> [Excerpted passage]:
-- -- --
On Thu, Oct 5, 2017 at 6:48 AM Stefan Kooman <stefan@xxxxxx> wrote:
Hi,
During testing (mimicking BGP / port flaps) on our cluster we are able
to trigger a "_committed_osd_maps shutdown OSD via async signal" on the
the affected OSD servers in that datacenter (OSDs in that DC become
intermittent isolated from their peers). Result is that all OSD
processes stop. Is this a bug or a feature? I.e. is there a "flap"
detection mechanism in Ceph OSD?
If it's a bug it might be related to
http://tracker.ceph.com/issues/20174. We get similiar error message on
"12.2.0". Version "12.2.1" does not log
"-1 Fail to open
'/proc/0/cmdline' error = (2) No such file or directory
-1 received signal: Interrupt from PID: 0 task name: <unknown> UID: 0
-1 osd.21 1846 *** Got signal Interrupt ***
0 osd.21 1846 prepare_to_stop starting shutdown
-1 osd.21 1846 shutdown"
-- -- --
(Point annotation dataset entries)
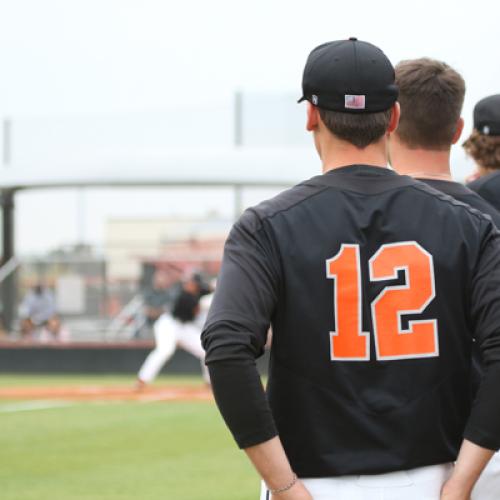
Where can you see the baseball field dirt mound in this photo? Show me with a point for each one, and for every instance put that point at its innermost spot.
(107, 393)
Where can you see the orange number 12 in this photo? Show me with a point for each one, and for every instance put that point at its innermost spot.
(348, 341)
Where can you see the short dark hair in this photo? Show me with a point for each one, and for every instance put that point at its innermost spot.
(484, 149)
(361, 130)
(431, 95)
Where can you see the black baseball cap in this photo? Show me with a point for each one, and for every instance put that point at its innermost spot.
(349, 76)
(487, 115)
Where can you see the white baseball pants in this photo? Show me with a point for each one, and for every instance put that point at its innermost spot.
(170, 333)
(423, 483)
(488, 486)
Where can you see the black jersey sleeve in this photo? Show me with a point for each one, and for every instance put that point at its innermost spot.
(483, 427)
(236, 329)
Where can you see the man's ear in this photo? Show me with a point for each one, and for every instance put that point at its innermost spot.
(394, 121)
(312, 117)
(458, 130)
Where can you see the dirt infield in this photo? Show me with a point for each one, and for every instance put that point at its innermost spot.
(103, 393)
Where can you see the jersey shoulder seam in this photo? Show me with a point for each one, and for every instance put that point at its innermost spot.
(446, 198)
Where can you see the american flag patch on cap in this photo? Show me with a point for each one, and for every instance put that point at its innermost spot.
(354, 101)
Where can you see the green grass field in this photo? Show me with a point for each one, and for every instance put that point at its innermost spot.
(129, 450)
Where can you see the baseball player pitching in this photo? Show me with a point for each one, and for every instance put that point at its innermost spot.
(376, 286)
(180, 328)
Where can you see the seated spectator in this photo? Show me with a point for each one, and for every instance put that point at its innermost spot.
(39, 320)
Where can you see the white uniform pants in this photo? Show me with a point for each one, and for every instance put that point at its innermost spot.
(488, 486)
(424, 483)
(170, 333)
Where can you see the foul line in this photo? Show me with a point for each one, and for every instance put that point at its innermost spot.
(33, 406)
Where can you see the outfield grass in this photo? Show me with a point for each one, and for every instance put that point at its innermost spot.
(173, 451)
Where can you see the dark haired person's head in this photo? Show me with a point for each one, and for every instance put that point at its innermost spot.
(483, 145)
(349, 85)
(431, 96)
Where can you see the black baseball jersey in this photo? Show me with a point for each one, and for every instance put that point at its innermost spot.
(488, 187)
(466, 195)
(186, 306)
(375, 285)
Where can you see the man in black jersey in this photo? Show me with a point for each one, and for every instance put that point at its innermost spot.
(483, 145)
(431, 95)
(375, 286)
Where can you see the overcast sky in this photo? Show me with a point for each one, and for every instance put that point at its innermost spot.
(106, 57)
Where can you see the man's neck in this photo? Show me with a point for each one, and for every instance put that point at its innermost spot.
(337, 154)
(486, 170)
(420, 163)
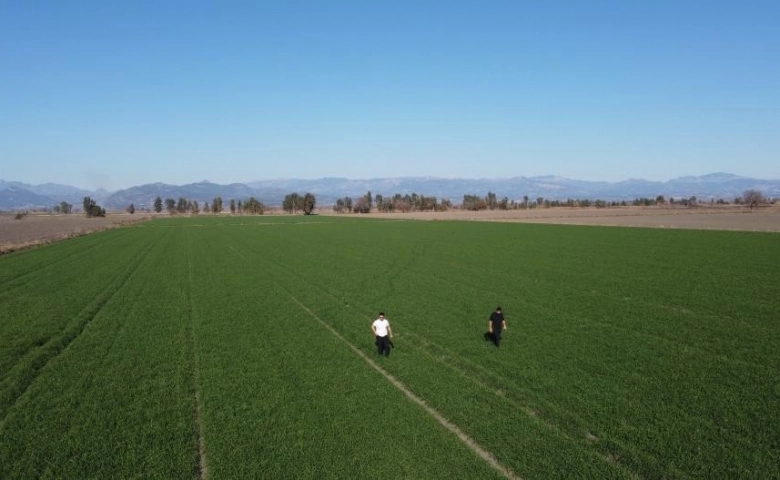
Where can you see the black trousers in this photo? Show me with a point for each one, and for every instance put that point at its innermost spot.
(383, 345)
(497, 334)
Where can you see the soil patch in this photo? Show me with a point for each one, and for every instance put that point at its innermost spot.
(764, 219)
(38, 229)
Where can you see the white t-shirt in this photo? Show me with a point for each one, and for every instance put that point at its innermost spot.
(380, 326)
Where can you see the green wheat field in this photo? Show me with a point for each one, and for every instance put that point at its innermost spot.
(240, 347)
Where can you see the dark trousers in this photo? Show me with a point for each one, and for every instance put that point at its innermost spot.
(383, 345)
(497, 334)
-- -- --
> [Exercise requirements]:
Return the stretch from "On Thu, Oct" through "in Ceph OSD?" in the Ceph OSD shutdown post. The entries have no connection to the Ceph OSD shutdown post.

> [Task answer]:
On Thu, Oct 5, 2017 at 6:48 AM Stefan Kooman <stefan@xxxxxx> wrote:
Hi,
During testing (mimicking BGP / port flaps) on our cluster we are able
to trigger a "_committed_osd_maps shutdown OSD via async signal" on the
the affected OSD servers in that datacenter (OSDs in that DC become
intermittent isolated from their peers). Result is that all OSD
processes stop. Is this a bug or a feature? I.e. is there a "flap"
detection mechanism in Ceph OSD?